Object position labeling entries:
· · · · · · ·
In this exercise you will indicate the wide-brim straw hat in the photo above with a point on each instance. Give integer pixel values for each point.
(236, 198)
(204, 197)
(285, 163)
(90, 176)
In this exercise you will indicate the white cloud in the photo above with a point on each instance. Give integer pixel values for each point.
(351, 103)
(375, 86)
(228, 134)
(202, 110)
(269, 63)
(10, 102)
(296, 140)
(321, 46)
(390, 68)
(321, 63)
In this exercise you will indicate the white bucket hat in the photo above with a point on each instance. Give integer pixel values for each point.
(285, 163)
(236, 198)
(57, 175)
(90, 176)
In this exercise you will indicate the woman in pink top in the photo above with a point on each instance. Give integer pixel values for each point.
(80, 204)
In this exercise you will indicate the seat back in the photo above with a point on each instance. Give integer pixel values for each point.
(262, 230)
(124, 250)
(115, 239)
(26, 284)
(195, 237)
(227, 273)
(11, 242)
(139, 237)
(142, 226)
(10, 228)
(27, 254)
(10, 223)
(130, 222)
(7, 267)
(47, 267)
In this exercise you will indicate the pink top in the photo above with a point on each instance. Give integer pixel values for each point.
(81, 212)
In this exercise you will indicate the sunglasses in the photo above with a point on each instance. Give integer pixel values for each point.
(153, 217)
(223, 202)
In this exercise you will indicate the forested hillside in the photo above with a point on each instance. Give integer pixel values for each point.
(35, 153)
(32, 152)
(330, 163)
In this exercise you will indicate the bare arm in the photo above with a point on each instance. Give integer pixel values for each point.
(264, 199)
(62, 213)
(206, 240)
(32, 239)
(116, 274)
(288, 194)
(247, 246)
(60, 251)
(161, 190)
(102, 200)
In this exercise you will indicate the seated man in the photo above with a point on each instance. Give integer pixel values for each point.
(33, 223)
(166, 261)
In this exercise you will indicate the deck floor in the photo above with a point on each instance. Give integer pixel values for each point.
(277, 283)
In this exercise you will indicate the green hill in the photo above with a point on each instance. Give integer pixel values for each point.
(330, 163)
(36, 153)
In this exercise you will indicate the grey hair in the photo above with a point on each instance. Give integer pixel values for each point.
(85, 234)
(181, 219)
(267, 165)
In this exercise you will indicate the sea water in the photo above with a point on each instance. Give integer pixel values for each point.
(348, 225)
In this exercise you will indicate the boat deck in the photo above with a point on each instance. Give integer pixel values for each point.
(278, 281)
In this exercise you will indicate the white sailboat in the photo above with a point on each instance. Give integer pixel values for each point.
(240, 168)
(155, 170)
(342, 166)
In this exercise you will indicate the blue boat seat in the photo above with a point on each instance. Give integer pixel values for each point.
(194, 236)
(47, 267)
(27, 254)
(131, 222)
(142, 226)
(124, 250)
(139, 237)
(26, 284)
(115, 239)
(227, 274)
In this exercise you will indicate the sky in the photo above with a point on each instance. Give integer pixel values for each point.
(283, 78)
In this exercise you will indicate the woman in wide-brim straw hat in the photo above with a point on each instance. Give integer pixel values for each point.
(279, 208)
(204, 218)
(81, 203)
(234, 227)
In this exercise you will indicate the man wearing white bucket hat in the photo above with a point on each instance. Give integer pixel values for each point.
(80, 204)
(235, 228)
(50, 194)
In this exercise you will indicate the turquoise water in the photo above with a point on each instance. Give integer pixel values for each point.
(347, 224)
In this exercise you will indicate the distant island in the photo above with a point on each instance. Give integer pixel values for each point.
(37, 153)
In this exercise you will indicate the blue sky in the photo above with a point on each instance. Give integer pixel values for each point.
· · · · · · ·
WORK TO DO: Swap "indicate" for "mark" wherever it occurs in the entries above. Write out all the entries again with nothing else altered.

RESULT OF THIS EXERCISE:
In this exercise you will mark the wide-brim straw hat in the photo above with a point on each instance. Give integer pixel values for each point.
(236, 198)
(204, 197)
(285, 163)
(90, 176)
In this exercise you will mark the white cloud in the photo above with a point on each instance. Give integer pixel values for each point.
(351, 103)
(375, 86)
(228, 134)
(202, 110)
(269, 63)
(10, 102)
(296, 140)
(321, 46)
(390, 68)
(321, 63)
In this exercise you will mark the white bucket hat in the photo above with a point on each instance. Give integer pixel values for each point.
(285, 163)
(236, 198)
(57, 175)
(90, 176)
In this exercise you will mark the woman in pink top in the photo above with a point on each instance. Give integer pixel values for each point.
(80, 204)
In this exercise you will mark the seat back in the photo above with a point on each instance. Give integer pixel values for each point.
(262, 230)
(124, 250)
(115, 239)
(26, 284)
(195, 237)
(227, 273)
(11, 242)
(139, 237)
(142, 226)
(10, 228)
(27, 254)
(10, 223)
(130, 222)
(7, 267)
(47, 267)
In this exercise you will mark the pink top in the photo above with a point on each instance. Give integer pixel values for each point.
(81, 212)
In this exercise you will mark the sunglasses in the photo above with a point on each instance. Give integer pixel values for each point.
(153, 217)
(223, 202)
In this exercise you will mark the forested hillside in the photo above with a point on each instance. Give integer pixel values for each point.
(35, 153)
(32, 152)
(330, 163)
In this exercise you will mark the bare arm in the photo above with a point on each instance. Give integer pixel values for each point.
(264, 199)
(62, 213)
(206, 240)
(32, 239)
(116, 274)
(288, 194)
(247, 246)
(60, 251)
(161, 190)
(102, 200)
In this exercise you will mark the seated man in the photo above with a point on each instance. Give integer pixel values for each point.
(33, 223)
(166, 261)
In this exercise you will mark the deck floor in the photo above with a point on each instance. Give integer pixel values for each point.
(277, 283)
In this exercise you will mark the green hill in the photo above with a point on each instance. Give integer pixel values for each point.
(330, 163)
(36, 153)
In this exercise you will mark the grey hair in the photo above with a point on each instance. Give integer pixel values for each point.
(85, 234)
(181, 219)
(267, 165)
In this exercise you will mark the sea water in the photo above with a point on each instance. Give integer pixel values for each point.
(348, 225)
In this exercise you will mark the boat deck in the photo above with a point on each instance. Give integer pixel values for each point.
(278, 281)
In this exercise you will mark the white sailboat in the photo above with a point on each instance. Give integer pixel values for each point.
(240, 168)
(155, 170)
(342, 166)
In this exercise you will mark the blue boat seat in the photo above with a point on each instance. Give integer pixel values for each point.
(194, 236)
(47, 267)
(27, 254)
(131, 222)
(142, 226)
(124, 250)
(139, 237)
(26, 284)
(115, 239)
(227, 274)
In this exercise you will mark the sky in the photo above with a point on each instance. Give integer pixel values for each point.
(283, 78)
In this exercise you will mark the woman in wide-brim straw hat in the photo above with a point on each instance. Give integer pixel values for each point.
(279, 208)
(204, 218)
(81, 203)
(234, 227)
In this exercise you will mark the man wearing white bucket hat in the photo above with a point on each instance. Give integer pixel values for each point.
(80, 204)
(235, 228)
(50, 194)
In this exercise you will mark the turquoise water in the photo above with a point on each instance. Give integer pixel values for each point.
(347, 224)
In this exercise you will mark the distant island in the photo above with a point on each instance. Give integer pixel values for each point.
(37, 153)
In this exercise you will mark the blue sky in the photo above with a point on each instance. Give integer pixel values for each point.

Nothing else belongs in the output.